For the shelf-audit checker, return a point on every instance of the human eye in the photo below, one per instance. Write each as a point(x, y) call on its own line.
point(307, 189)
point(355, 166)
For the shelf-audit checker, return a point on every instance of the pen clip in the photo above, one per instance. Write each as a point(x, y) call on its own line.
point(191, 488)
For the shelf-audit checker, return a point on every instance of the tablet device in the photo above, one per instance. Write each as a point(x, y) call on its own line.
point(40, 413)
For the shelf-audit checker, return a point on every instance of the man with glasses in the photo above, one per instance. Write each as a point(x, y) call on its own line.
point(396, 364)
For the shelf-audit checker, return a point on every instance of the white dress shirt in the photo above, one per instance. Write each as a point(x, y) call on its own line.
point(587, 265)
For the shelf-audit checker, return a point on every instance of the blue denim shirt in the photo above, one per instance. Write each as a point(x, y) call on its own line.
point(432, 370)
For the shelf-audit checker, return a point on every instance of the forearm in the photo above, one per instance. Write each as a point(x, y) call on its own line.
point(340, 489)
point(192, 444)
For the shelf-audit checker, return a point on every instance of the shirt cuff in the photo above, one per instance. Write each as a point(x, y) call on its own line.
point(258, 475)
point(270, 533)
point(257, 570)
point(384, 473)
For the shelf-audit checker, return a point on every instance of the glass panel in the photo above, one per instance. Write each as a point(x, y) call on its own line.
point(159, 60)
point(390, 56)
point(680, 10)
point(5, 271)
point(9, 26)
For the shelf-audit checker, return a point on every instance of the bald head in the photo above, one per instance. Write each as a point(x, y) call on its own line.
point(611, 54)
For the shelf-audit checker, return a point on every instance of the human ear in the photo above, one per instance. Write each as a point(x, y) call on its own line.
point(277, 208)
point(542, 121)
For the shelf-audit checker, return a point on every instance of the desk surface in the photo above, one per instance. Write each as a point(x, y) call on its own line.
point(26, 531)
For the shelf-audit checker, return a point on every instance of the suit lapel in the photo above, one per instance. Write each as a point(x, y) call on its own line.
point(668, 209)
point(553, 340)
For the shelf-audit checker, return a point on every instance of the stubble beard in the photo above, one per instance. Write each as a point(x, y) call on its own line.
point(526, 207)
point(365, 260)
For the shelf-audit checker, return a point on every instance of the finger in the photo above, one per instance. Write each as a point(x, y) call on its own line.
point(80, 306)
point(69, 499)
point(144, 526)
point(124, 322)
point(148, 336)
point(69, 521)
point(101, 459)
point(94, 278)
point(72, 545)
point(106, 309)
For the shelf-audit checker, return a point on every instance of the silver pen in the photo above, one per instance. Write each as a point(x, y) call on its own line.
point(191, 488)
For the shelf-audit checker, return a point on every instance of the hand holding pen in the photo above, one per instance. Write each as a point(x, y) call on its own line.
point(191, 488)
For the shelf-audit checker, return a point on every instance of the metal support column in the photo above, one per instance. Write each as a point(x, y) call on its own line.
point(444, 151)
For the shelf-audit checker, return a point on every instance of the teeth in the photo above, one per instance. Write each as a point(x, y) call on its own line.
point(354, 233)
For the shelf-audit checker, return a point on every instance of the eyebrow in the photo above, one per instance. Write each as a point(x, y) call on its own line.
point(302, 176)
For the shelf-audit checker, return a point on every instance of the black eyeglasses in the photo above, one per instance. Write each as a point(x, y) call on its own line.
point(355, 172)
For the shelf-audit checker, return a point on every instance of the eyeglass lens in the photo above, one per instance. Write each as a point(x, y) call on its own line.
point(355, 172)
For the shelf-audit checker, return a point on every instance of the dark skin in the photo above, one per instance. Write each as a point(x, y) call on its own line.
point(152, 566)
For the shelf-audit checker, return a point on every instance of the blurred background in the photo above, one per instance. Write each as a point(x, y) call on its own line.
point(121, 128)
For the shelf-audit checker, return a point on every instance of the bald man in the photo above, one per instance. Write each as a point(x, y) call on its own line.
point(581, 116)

__________

Every line of the listing must be transcribed exactly.

For the shelf-audit checker, return a point on every instance of the human eye in the photo below, one per instance. Write each as a point(x, y) call on its own line.
point(307, 189)
point(355, 166)
For the shelf-audit checker, return a point on every instance of the pen clip in the photo above, one per instance. Write each as a point(x, y) call on its own line.
point(191, 488)
For the shelf-audit checker, return a point on every instance of the tablet device in the photo above, one per instance. Write each as a point(x, y) call on its own line.
point(40, 413)
For the shelf-audit checker, return a point on every instance of the man with glasses in the photo above, one per instance. Write each as a point(x, y) call on its own line.
point(396, 364)
For the shelf-audit checker, return a point on every instance of the white dress shirt in the photo above, one per instance. Write each as a point(x, y) call on its own line.
point(587, 265)
For the shelf-audit checker, return a point on every instance of the blue denim shirt in the photo above, one per instance. Write each as a point(x, y) call on its own line.
point(432, 370)
For the shelf-audit checker, return a point on every instance of the forearm in the photo above, one per instance. Write each as a point(x, y) call on its own line.
point(340, 489)
point(192, 444)
For the shelf-audit checker, return a point on every instance of the shirt cuff in the photo above, one per instance. Write each as a point(x, y) call on its own line.
point(258, 475)
point(270, 533)
point(257, 570)
point(384, 473)
For the shelf-audit checker, return a point on every instance of the glass panel in the photo above, one per instance. Write each as a point(x, y) call on its own line.
point(159, 60)
point(390, 56)
point(680, 10)
point(5, 271)
point(9, 26)
For the shelf-audit checker, return a point on every instance of the bald head in the photo above, one per instance. Write each as a point(x, y) call on its own line.
point(611, 54)
For the shelf-audit checker, return a point on every instance of the human ear in the photo above, one per instance. Write each as a point(x, y) call on its own line.
point(277, 208)
point(542, 121)
For the shelf-audit checker, return a point on every instance of the desk surface in the photo above, one per instance. Write each as a point(x, y) call on its own line.
point(26, 531)
For the shelf-audit checker, return a point on every instance of the suit lapel in the photo above, one per instance. Write each as a point(x, y) call on its own line.
point(668, 209)
point(553, 340)
For the shelf-audit checker, return a point on every instance of the stubble beard in the photo above, one per instance. Write each as a point(x, y) call on its own line.
point(526, 207)
point(365, 260)
For the shelf-audit checker, return a point on every instance of the finger in the photo above, one per instance. Write each as a point(x, y) call on its own line.
point(80, 306)
point(69, 499)
point(144, 526)
point(124, 322)
point(148, 336)
point(69, 521)
point(101, 459)
point(94, 278)
point(72, 545)
point(106, 309)
For the shelf-audit checker, return a point on every instance of the silver pen in the photo above, one per instance. Write each as a point(x, y) call on its own line.
point(191, 488)
For the shelf-audit checker, return a point on every instance of the hand holding pen in the photo above, one per instance. Write each as a point(x, y) call on its own line.
point(191, 488)
For the shelf-audit checker, return a point on every instance of the metal support column in the photo above, one per instance. Write each as a point(x, y) call on its own line.
point(444, 151)
For the shelf-audit checker, return a point on every instance of the teeth in the photo above, one per instance. Write each as a point(x, y) call on its own line.
point(354, 233)
For the shelf-audit checker, return a point on every instance of the eyebrow in the photo above, one per instance. Write each as a point(x, y) call on its own line.
point(302, 176)
For the shelf-audit checker, return a point on every instance of the black eyeglasses in the photo above, one per instance. Write each as a point(x, y) call on its own line.
point(355, 172)
For the shelf-audit checker, return a point on every instance of the eyeglass lens in the photo above, one per instance. Write each as a point(x, y) call on its own line.
point(355, 172)
For the shelf-audit checker, return a point on every instance of the dark skin in the photo above, one per instance. Write each as a point(x, y) call on its own line.
point(152, 566)
For the shelf-audit checker, return a point on every instance of the blurred background in the photo above, one per instance. Write each as a point(x, y) call on its own line.
point(121, 128)
For the shelf-audit checker, return a point on every instance of the bald man in the photo above, one per instance. Write each as a point(x, y) call on its own line.
point(581, 116)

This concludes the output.